(Request) List every line of the entries below that contains the word "sailboat", treating uppercase and lowercase as different.

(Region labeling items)

◆ ◆ ◆

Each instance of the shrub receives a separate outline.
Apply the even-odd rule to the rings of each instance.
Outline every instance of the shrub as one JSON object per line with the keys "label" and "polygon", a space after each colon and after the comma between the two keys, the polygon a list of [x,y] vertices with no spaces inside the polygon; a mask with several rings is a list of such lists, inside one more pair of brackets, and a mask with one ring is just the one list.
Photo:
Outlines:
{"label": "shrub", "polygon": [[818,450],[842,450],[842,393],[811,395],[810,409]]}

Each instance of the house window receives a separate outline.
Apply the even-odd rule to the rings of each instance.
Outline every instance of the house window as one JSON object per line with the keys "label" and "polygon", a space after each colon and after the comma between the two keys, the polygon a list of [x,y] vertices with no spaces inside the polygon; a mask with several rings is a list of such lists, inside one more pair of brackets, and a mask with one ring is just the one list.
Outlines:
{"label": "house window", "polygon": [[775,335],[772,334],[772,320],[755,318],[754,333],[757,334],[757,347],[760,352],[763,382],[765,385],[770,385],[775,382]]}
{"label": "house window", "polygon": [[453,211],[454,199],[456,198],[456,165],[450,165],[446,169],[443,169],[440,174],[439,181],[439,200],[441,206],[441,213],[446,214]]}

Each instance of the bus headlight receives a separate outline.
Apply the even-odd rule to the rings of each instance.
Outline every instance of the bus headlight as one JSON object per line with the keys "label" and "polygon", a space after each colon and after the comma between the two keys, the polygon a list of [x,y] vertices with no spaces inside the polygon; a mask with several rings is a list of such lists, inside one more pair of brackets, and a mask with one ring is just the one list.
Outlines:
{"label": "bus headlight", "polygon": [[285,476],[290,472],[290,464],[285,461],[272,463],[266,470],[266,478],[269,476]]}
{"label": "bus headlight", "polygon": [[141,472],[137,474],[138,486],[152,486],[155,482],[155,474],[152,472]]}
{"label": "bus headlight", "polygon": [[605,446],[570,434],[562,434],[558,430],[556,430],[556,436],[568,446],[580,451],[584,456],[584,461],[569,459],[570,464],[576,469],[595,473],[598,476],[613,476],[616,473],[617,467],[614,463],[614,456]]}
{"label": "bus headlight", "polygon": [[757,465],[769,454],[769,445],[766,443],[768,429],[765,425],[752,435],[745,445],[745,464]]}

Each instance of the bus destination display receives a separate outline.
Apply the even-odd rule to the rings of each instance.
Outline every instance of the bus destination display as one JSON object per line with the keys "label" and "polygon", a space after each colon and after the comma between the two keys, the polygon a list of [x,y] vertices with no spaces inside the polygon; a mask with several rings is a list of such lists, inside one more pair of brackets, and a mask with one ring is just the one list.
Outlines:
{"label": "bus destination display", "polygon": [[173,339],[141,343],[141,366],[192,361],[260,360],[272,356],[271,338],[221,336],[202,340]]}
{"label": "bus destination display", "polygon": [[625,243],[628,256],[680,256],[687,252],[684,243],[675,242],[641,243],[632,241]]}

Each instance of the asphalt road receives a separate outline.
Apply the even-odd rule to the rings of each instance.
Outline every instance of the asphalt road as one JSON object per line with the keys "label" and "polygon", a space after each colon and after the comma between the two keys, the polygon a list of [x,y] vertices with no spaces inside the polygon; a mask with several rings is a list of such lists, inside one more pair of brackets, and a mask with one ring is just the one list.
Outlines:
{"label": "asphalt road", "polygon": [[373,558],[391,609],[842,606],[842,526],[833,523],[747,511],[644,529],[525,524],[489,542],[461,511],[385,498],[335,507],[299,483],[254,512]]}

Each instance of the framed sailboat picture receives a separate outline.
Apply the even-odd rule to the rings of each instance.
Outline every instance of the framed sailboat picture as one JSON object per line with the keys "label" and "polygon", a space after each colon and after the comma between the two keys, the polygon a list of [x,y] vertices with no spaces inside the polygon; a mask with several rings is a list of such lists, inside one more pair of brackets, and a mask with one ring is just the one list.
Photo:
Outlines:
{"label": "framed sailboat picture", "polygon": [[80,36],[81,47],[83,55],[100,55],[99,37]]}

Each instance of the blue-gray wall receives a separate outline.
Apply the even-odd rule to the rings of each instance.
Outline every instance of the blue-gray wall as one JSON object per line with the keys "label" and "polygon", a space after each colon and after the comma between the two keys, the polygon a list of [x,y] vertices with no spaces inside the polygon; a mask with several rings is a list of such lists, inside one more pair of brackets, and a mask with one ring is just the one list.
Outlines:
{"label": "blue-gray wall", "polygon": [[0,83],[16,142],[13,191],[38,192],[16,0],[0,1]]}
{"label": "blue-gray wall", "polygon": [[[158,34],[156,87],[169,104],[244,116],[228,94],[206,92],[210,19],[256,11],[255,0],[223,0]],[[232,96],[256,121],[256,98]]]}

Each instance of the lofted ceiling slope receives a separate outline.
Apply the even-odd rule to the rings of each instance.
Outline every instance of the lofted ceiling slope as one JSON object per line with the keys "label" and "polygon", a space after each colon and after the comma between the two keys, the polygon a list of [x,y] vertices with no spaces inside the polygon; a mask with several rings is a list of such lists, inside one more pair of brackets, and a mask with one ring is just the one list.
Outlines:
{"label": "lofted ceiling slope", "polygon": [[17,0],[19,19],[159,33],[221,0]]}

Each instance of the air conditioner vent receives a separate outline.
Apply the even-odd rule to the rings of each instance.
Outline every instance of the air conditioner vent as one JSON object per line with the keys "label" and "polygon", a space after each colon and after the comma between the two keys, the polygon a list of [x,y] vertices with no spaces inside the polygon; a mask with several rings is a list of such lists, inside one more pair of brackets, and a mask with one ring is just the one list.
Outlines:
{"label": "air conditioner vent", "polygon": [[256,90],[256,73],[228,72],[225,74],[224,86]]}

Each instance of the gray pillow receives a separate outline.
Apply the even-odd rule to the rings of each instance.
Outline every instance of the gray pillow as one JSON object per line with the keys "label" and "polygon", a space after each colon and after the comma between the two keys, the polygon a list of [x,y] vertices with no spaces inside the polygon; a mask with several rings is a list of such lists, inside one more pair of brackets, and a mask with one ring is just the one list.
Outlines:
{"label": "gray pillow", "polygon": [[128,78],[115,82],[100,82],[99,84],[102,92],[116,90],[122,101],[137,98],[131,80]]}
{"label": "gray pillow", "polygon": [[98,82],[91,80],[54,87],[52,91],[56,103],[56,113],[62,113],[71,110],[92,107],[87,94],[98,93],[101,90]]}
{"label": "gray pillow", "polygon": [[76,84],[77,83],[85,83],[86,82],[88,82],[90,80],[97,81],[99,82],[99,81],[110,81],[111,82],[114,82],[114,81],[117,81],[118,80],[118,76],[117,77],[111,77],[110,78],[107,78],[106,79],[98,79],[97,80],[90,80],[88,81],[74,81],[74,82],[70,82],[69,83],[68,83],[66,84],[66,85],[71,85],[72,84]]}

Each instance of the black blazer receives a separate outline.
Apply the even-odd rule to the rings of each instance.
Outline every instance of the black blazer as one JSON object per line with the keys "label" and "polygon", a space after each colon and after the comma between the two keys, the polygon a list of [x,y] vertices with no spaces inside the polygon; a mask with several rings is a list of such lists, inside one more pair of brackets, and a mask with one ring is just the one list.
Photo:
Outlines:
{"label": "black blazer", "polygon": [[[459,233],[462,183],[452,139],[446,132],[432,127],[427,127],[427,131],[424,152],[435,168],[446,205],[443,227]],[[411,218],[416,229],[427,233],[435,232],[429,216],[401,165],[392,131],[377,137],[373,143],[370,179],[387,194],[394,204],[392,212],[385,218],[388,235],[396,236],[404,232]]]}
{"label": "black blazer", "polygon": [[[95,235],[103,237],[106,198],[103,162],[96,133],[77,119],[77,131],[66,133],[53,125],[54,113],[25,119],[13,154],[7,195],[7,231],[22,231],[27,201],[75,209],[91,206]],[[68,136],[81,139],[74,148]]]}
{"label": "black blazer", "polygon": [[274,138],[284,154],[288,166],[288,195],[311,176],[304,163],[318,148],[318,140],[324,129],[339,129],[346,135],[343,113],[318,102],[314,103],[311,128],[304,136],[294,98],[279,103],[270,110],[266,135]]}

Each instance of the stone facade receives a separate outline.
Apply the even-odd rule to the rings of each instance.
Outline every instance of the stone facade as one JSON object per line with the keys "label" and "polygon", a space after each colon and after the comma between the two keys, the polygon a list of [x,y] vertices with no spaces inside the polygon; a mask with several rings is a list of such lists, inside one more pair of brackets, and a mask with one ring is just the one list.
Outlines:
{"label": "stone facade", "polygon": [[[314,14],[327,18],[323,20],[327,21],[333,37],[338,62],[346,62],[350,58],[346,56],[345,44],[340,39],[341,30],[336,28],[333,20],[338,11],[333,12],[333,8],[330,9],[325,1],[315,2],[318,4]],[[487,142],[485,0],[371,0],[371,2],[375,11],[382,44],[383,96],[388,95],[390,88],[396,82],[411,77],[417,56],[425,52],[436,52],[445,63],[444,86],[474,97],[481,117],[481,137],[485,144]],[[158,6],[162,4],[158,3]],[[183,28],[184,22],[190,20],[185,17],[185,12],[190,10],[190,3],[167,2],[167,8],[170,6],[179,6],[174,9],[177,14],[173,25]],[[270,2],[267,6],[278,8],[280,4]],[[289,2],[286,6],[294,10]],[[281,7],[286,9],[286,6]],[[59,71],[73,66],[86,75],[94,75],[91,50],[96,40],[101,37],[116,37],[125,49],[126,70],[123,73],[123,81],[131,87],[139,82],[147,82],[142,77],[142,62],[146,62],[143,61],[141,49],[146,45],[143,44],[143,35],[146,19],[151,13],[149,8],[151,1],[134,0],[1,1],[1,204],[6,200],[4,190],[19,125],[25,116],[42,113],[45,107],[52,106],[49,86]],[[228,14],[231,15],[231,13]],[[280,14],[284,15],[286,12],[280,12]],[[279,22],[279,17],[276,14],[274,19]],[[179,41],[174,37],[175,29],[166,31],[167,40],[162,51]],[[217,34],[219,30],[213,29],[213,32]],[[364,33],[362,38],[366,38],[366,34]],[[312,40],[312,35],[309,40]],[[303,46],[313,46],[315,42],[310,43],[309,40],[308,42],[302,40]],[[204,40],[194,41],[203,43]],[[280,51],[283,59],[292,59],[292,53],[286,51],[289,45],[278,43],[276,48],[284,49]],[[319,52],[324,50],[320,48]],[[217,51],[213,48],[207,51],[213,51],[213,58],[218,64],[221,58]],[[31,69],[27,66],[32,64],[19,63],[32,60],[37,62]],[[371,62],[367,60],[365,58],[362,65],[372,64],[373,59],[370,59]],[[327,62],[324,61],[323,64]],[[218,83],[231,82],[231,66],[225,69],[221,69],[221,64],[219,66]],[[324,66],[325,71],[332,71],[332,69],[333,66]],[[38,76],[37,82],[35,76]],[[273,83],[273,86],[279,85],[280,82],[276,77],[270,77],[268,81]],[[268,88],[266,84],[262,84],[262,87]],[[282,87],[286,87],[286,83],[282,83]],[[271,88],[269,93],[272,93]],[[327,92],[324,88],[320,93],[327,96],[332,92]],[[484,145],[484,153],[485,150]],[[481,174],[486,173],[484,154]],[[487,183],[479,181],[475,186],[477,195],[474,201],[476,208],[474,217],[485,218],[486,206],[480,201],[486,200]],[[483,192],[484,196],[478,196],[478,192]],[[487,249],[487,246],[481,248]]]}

◆ ◆ ◆

(Solution to the problem)
Each instance of the framed sailboat picture receives a separate outline.
Outline every instance of the framed sailboat picture as one JSON object per line with the keys "label" and "polygon", a space after each colon and after the comma between the two keys, the polygon a list of [x,y] vertices with no spaces inside the polygon; a mask with several rings is a list of such lists, inside one more pair of brackets, and a mask with one ring is just the one list.
{"label": "framed sailboat picture", "polygon": [[80,36],[81,47],[83,55],[100,55],[99,37]]}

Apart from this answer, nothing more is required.